- _Goal of the exercise_
Please return each of the entries that follow, unchanged in every word.

┌────────

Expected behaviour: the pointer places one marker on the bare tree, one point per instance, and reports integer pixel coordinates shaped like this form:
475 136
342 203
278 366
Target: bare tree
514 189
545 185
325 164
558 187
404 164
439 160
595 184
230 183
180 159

└────────

- _Response below_
Expected behaviour: the pointer places one marker on the bare tree, one point per instance, and reports integer pixel coordinates shaped like this form:
475 136
342 203
278 366
Target: bare tree
514 189
545 185
325 164
558 187
404 164
439 160
595 184
230 183
180 159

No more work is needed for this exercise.